╭─ INFORMATION SUPPLIED

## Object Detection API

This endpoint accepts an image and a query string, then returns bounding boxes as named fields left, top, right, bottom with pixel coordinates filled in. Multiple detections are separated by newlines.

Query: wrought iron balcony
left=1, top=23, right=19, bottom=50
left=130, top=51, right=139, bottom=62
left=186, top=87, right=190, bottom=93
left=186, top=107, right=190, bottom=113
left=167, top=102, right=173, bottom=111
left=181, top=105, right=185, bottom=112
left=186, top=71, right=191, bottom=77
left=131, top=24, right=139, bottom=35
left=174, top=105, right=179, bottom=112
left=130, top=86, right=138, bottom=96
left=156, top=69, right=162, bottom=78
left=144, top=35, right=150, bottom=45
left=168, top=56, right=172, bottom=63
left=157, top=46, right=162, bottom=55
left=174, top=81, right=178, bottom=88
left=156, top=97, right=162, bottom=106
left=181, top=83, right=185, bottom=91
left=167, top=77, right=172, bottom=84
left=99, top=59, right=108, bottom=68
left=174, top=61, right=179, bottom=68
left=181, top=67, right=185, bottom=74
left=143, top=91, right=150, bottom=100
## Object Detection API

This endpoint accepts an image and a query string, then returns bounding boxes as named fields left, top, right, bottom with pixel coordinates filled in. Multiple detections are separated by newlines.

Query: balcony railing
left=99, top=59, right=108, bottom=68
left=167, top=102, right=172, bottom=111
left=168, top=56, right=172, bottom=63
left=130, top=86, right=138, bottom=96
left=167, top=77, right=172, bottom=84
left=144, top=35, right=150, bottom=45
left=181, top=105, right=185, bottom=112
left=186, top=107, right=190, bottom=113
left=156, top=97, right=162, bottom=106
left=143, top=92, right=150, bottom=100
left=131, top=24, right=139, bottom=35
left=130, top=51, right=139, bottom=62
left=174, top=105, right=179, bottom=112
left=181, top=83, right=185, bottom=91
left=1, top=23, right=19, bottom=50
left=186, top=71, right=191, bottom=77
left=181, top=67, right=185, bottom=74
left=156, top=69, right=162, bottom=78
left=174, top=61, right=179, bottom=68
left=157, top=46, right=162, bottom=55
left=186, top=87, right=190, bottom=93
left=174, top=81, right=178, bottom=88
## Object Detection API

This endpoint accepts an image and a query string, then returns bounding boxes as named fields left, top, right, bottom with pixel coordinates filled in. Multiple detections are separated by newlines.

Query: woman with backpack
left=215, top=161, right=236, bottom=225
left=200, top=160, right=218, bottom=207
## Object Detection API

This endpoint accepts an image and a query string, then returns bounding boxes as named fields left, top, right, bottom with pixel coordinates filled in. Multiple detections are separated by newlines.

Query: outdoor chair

╰─

### EXERCISE BRIEF:
The records must be given again in full, exactly as shown.

### SOLUTION BELOW:
## Object Detection API

This endpoint accepts an image and a query string, then returns bounding boxes as named fields left, top, right, bottom with pixel coordinates filled in. Multiple detections are separated by newlines.

Query: wrought iron balcony
left=1, top=23, right=19, bottom=50
left=130, top=51, right=139, bottom=62
left=186, top=87, right=190, bottom=93
left=186, top=107, right=190, bottom=113
left=167, top=102, right=173, bottom=111
left=181, top=105, right=185, bottom=112
left=186, top=71, right=191, bottom=77
left=131, top=24, right=139, bottom=35
left=174, top=105, right=179, bottom=112
left=130, top=86, right=138, bottom=96
left=156, top=69, right=162, bottom=78
left=144, top=35, right=150, bottom=45
left=168, top=56, right=172, bottom=63
left=157, top=46, right=162, bottom=55
left=174, top=81, right=178, bottom=88
left=156, top=97, right=162, bottom=106
left=181, top=83, right=185, bottom=91
left=167, top=77, right=172, bottom=84
left=99, top=59, right=108, bottom=68
left=174, top=61, right=179, bottom=68
left=181, top=67, right=185, bottom=74
left=143, top=91, right=150, bottom=100
## Object Detection API

This endpoint accepts an image and a query string, then returns bounding boxes as named fields left, top, right, bottom with pixel coordinates filled in. Multiple detections are separated by newlines.

Query: balcony railing
left=99, top=59, right=108, bottom=68
left=167, top=102, right=172, bottom=111
left=168, top=56, right=172, bottom=63
left=130, top=86, right=138, bottom=96
left=167, top=77, right=172, bottom=84
left=144, top=35, right=150, bottom=45
left=181, top=105, right=185, bottom=112
left=186, top=107, right=190, bottom=113
left=156, top=97, right=162, bottom=106
left=143, top=92, right=150, bottom=100
left=131, top=24, right=139, bottom=35
left=130, top=51, right=139, bottom=62
left=174, top=105, right=179, bottom=112
left=181, top=83, right=185, bottom=91
left=1, top=23, right=19, bottom=50
left=186, top=71, right=191, bottom=77
left=181, top=67, right=185, bottom=74
left=156, top=69, right=162, bottom=78
left=174, top=61, right=179, bottom=68
left=157, top=46, right=162, bottom=55
left=186, top=87, right=190, bottom=93
left=174, top=81, right=178, bottom=88
## Object Detection API

This endpoint accepts an image and a query string, then returns bounding boxes as named fields left, top, right, bottom with pixel coordinates filled in. Multiple detections are separated by newlines.

Query: woman with backpack
left=215, top=161, right=236, bottom=225
left=200, top=160, right=218, bottom=207
## Object Detection API

This endpoint accepts an image and a query string, then returns bounding boxes as named fields left, top, right, bottom with pixel coordinates filled in. Multiple detections are separated by newlines.

Query: outdoor chair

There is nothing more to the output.